#### To do
Arrange every line of the listing below into a Markdown table with the columns "Row" and "Line", numbering each row and omitting any blank lines.

Region labeling listing
****************

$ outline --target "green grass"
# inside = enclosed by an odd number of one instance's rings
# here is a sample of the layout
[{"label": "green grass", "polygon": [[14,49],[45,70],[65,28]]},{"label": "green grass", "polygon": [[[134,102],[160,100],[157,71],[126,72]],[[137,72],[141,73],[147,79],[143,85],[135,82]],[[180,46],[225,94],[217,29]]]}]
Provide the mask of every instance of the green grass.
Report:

****************

#### Solution to this exercise
| Row | Line |
|---|---|
| 1 | $ outline --target "green grass" |
| 2 | # inside = enclosed by an odd number of one instance's rings |
| 3 | # here is a sample of the layout |
| 4 | [{"label": "green grass", "polygon": [[14,49],[45,70],[65,28]]},{"label": "green grass", "polygon": [[[134,102],[160,100],[157,71],[126,72]],[[137,72],[141,73],[147,79],[143,85],[135,82]],[[180,46],[225,94],[217,29]]]}] |
| 5 | Provide the mask of every instance of the green grass. |
| 6 | Report: |